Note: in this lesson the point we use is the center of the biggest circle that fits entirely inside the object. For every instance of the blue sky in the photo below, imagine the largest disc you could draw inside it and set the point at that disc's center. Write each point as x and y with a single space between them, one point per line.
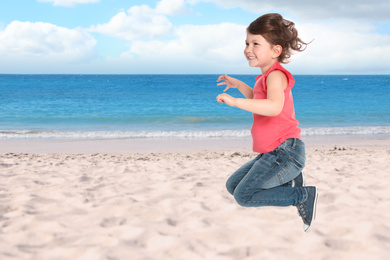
186 36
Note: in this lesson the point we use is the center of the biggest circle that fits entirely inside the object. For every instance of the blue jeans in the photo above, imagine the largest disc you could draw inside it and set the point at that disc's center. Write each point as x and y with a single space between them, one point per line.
264 181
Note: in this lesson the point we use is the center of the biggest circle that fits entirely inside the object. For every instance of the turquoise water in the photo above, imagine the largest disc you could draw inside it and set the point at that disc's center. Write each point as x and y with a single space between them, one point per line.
136 106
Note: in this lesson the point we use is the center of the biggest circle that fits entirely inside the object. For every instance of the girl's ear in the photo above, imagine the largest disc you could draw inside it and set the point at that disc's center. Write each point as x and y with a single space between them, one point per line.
277 51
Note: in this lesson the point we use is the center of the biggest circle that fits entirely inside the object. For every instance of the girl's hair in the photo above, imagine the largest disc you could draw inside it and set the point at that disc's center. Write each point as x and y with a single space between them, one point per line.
278 31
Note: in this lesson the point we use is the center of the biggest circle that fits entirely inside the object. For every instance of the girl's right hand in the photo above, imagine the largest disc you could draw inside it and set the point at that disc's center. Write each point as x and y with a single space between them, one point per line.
228 81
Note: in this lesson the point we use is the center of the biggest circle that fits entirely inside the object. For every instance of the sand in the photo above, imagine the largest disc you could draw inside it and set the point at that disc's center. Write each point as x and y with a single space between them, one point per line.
166 199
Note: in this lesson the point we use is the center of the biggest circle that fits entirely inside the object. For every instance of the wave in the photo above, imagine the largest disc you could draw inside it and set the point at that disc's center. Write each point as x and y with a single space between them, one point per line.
306 131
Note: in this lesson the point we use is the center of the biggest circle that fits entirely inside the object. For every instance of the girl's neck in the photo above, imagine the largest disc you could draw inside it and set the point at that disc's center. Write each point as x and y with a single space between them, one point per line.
266 68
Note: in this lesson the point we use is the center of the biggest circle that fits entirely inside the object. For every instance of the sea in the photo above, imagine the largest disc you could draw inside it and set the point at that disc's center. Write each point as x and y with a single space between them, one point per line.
179 106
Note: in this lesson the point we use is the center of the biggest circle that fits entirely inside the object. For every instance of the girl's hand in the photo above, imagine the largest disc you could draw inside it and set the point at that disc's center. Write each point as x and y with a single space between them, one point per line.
228 81
229 100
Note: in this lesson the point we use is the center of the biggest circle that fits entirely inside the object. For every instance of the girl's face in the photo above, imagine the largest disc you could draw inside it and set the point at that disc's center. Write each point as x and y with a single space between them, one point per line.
259 52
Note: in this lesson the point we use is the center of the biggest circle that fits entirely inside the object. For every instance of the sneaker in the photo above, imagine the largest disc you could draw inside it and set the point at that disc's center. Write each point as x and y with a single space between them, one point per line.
299 181
307 209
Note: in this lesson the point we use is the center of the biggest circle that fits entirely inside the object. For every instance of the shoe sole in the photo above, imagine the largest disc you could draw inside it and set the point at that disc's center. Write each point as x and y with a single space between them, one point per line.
303 185
314 213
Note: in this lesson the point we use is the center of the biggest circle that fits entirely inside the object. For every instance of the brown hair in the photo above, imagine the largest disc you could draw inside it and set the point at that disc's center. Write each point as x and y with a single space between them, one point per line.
278 31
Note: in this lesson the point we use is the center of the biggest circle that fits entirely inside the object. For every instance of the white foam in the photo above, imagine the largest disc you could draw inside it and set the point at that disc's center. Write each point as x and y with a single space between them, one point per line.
74 135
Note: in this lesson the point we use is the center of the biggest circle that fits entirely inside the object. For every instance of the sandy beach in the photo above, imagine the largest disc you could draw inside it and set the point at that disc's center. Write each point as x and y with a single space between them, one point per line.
166 199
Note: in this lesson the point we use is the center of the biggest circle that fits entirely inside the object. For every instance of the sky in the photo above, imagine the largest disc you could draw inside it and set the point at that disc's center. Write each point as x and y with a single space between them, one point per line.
186 36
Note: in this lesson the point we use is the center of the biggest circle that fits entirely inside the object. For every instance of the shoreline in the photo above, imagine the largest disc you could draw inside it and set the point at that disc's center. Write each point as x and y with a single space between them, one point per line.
172 145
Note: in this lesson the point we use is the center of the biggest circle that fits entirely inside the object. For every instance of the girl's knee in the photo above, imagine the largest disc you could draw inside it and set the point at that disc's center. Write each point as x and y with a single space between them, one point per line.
240 199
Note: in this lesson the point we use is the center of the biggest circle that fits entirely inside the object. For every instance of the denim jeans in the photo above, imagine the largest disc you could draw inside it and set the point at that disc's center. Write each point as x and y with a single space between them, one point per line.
......
◆ **STATED PROBLEM**
All of the entries need to be transcribed word for word; pictures are left out.

◆ **THE COMPLETED TASK**
Note: in this lesson the point we use is the center of the biggest circle that fits entirely inside the object. For every instance of the blue sky in the photo below, imagine the largest disc you could draw inside it and set the point at that disc's center. Write each point as x and y with a single space between them, one point per line.
186 36
Note: in this lesson the point we use is the center of the biggest circle that fits entirely inside the object. For every instance of the blue jeans in the photo above, imagine the largest disc you could draw inside it and set the point at that disc's center. Write each point as x and y with a single space between them, one point per line.
264 181
Note: in this lesson the point we use is the center of the biggest circle that fits entirely inside the object. For every instance of the turquoise water in the photo above, imagine the largest disc you could draw inside it and set the point at that disc's center. Write each point as x and y with a single space between them, one point per line.
136 106
Note: in this lesson the point we use is the center of the biggest circle that fits entirely inside the object. For every instance of the girl's ear in the photo above, imagine the largest disc you could draw inside it and set the point at that disc's center. Write each point as x and y with a single space between them, one point per line.
277 51
Note: in this lesson the point we use is the center of the biggest circle that fits entirely inside the object. For every instance of the girl's hair in the photo above, imagine the largest disc you could draw inside it and set the point at that disc's center. Write each point as x and y with a single space between them, one point per line.
278 31
Note: in this lesson the point we use is the center of the biggest circle that fits entirely inside the object. For every instance of the girl's right hand in the photo above, imagine the largest disc you could draw inside it and set the point at that disc's center. Write each point as x and y with a single space between them, one point per line.
228 81
Note: in this lesson the point we use is the center of the biggest circle that fits entirely inside the object. For every instance of the sand in the photo above, imagine the largest disc you could draw inside it and set the point at that disc's center. Write each point as x and y with a single space between them, one point per line.
166 199
Note: in this lesson the point we use is the center of the biggest circle that fits entirely inside the object. For every instance of the wave in the photo above, imagine the largest disc you could draw inside it and set the point at that disc's center. Write each point as x and y with a single space between them, one point per line.
306 131
Note: in this lesson the point we use is the center of the biggest circle that fits entirely inside the object. For every instance of the girl's neck in the photo above, imagine the largest disc you could draw inside it and set the point at that disc's center. Write each point as x and y with a single space between them, one point per line.
266 68
Note: in this lesson the point we use is the center of the biggest circle that fits entirely inside the object. For every instance of the sea in the photo above, imagine the largest disc you could draw inside it and set the point at that disc's center. Write each point as x and y with a single space between them, one point per line.
179 106
Note: in this lesson the point we use is the center of the biggest circle that fits entirely inside the object. For every instance of the girl's hand in the photo above, imagine the largest disc you could draw inside it and set the point at that disc's center. Write each point as x and y with a single space between them, one point per line.
228 81
229 100
Note: in this lesson the point we use is the center of the biggest circle that fits entirely inside the object. For every instance of the girl's face in the photo above, imagine the largest disc you could draw inside it and set the point at that disc's center. Write each point as x and y with a single space between them, one point per line.
259 52
Note: in this lesson the point we use is the center of the biggest circle that fits entirely inside the object. For every instance of the sneaker in the photo above, imagine the largest disc you could draw inside it and set the point at that disc's center. Write each point as x and y with a single space between them, one point per line.
299 181
307 209
Note: in this lesson the point we use is the center of the biggest circle that fits entirely inside the object. For every instance of the shoe sole in the photo above, imagine the largest disc you could draw inside it and set the point at that disc's center. Write each point as x and y with a single space between them, one point per line.
303 185
314 213
Note: in this lesson the point we use is the center of the biggest circle that fits entirely inside the object. For every instance of the brown hair in the photo above, imagine the largest disc you could draw inside it and set the point at that disc's center. Write each point as x and y with a single space between them, one point per line.
278 31
Note: in this lesson the point we use is the center of the biggest circle that fits entirely inside the object. For every instance of the white foam in the photo above, imagine the largest disc you could draw inside it and set the point at that disc's center. Write each point as x and y with a single space between them, one point per line.
74 135
Note: in this lesson the point we use is the center of the biggest circle that fits entirely inside the object. For every instance of the sandy beach in the photo above, imagine the largest disc you could draw inside it and set the point at that disc's center. Write each point as x and y with a single space between them, one point per line.
166 199
Note: in this lesson the point we use is the center of the biggest circle that fits entirely inside the object. For every instance of the sky in the photo above, imagine the largest disc you could draw inside it and set the point at that disc's center. Write each point as x and y with a single space between them, one point per line.
186 36
Note: in this lesson the point we use is the center of the biggest circle that fits entirely inside the object. For every instance of the shoreline in the photo above, imagine the largest disc you could draw inside it and set the point at that disc's center. Write each point as x and y with a single space between them, one point per line.
172 145
Note: in this lesson the point we use is the center of the biggest circle that fits entirely inside the object. For every instance of the girl's knee in the photo above, imagine the largest disc you could draw inside it and set the point at that disc's center. Write each point as x and y with a single space between them, one point per line.
240 199
Note: in this lesson the point we use is the center of the biggest circle that fits entirely inside the object. For every instance of the denim jeans in the photo above, imagine the largest disc you could draw inside it and set the point at that disc's center. Write each point as x and y with a single space between them, one point per line.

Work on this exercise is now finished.